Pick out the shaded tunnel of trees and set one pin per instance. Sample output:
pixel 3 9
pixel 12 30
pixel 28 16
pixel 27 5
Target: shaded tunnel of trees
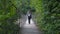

++++++

#### Exercise aim:
Rewrite the lines above, swapping every "tunnel of trees" for "row of stone arches" and keeping all other text unchanged. Leave the pictures out.

#### Answer in full:
Pick out the shaded row of stone arches and set one pin per instance. Sample output:
pixel 3 9
pixel 12 30
pixel 28 16
pixel 27 5
Target: shaded row of stone arches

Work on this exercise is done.